Deep Dive into InfluxDB - Storage Engine

Introduction

The previous article mainly introduced how data points are written from clients to InfluxDB. For the first time at the source code level, we touched on several main structures of the InfluxDB storage engine and detailed the process of data from database all the way to WAL disk writing. Based on the previous article, this article will continue to introduce in detail each component inside the InfluxDB storage engine and its working principles.

Understanding the Overall Architecture

The following diagram shows several main components included in the storage engine. It should be noted that WAL and TSM are essentially files, except that WAL is an append-only data file optimized for fast writes, while TSM is a read-only data file optimized for fast reads. Other components above them exist in memory and are built by the runtime.

#####

→ **Exercise objective**:
In the InfluxDB storage engine article, what kind of file is TSM described as? Rely only on the InfluxDB storage engine article for what follows.

Region annotation entries:
#####

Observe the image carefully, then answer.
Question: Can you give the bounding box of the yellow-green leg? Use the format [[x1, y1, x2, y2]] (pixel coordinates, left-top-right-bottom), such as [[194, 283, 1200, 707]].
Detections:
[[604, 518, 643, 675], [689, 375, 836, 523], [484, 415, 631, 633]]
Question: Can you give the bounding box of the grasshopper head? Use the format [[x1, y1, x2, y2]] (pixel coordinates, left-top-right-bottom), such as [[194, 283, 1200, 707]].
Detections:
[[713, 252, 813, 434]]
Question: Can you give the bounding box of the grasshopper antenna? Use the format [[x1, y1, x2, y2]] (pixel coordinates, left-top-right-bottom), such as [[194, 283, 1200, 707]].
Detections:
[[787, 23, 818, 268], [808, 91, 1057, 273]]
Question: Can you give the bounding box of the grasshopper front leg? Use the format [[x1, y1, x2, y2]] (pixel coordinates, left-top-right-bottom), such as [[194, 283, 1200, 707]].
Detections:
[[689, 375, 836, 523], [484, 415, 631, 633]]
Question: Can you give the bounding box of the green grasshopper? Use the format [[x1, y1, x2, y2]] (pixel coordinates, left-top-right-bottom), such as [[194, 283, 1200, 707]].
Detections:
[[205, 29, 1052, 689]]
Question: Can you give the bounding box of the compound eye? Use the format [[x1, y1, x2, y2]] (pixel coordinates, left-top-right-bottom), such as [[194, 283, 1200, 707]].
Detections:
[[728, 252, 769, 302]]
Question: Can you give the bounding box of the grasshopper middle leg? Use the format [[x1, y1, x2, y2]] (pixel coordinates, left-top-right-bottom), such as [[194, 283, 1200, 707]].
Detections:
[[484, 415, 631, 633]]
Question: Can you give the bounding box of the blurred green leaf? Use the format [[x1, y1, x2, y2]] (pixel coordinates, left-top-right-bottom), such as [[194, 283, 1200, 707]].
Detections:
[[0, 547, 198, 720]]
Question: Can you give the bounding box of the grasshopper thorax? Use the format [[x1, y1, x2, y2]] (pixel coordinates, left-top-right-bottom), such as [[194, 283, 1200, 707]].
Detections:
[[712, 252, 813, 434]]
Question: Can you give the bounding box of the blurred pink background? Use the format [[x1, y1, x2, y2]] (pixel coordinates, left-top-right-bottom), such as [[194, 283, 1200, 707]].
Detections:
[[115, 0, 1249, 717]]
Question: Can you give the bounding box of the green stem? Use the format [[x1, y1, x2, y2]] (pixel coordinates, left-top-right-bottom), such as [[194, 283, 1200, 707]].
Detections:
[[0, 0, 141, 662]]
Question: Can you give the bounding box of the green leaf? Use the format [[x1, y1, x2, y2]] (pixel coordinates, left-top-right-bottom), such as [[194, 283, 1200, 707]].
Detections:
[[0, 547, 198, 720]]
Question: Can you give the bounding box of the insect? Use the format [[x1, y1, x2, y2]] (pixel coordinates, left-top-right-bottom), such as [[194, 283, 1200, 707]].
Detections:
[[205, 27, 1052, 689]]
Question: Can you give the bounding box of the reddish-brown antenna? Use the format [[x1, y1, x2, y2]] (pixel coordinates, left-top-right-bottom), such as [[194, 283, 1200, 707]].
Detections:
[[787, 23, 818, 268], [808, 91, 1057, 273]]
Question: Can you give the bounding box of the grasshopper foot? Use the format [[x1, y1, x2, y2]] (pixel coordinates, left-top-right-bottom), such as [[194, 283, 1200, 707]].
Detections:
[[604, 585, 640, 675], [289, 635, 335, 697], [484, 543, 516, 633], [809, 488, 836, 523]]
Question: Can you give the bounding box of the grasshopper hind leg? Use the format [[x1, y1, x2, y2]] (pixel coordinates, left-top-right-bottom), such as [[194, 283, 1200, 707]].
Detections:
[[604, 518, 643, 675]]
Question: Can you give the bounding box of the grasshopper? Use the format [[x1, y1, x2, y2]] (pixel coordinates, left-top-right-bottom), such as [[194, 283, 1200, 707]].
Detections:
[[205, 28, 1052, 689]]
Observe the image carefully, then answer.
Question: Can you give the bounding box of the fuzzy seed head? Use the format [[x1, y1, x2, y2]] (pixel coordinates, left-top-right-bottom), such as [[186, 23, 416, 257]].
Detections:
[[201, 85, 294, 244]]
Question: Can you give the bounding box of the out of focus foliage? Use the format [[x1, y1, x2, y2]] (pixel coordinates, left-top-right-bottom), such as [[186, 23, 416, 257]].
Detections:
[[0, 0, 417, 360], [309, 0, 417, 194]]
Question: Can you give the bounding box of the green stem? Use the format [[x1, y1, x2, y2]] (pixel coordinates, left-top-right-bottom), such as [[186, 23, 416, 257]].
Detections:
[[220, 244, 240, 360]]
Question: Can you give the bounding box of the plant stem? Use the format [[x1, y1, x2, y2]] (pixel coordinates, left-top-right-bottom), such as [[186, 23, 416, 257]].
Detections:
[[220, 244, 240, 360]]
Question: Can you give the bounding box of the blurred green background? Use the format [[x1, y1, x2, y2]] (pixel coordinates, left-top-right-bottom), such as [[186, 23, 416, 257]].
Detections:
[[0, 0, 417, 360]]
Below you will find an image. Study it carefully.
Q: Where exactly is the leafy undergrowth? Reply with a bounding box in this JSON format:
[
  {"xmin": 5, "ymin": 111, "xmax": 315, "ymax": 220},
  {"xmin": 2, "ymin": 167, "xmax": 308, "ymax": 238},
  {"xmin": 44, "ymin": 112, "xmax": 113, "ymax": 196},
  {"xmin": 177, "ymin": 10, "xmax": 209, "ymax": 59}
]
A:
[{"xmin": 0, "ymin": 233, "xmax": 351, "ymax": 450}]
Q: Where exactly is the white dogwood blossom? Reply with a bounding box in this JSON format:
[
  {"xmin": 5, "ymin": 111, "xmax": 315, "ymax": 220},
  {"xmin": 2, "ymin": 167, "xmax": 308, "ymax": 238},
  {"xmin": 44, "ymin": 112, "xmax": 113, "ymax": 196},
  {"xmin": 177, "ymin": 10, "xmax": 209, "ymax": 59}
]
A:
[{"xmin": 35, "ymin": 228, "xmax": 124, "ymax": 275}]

#####

→ **Written solution**:
A read-only data file optimized for fast reads.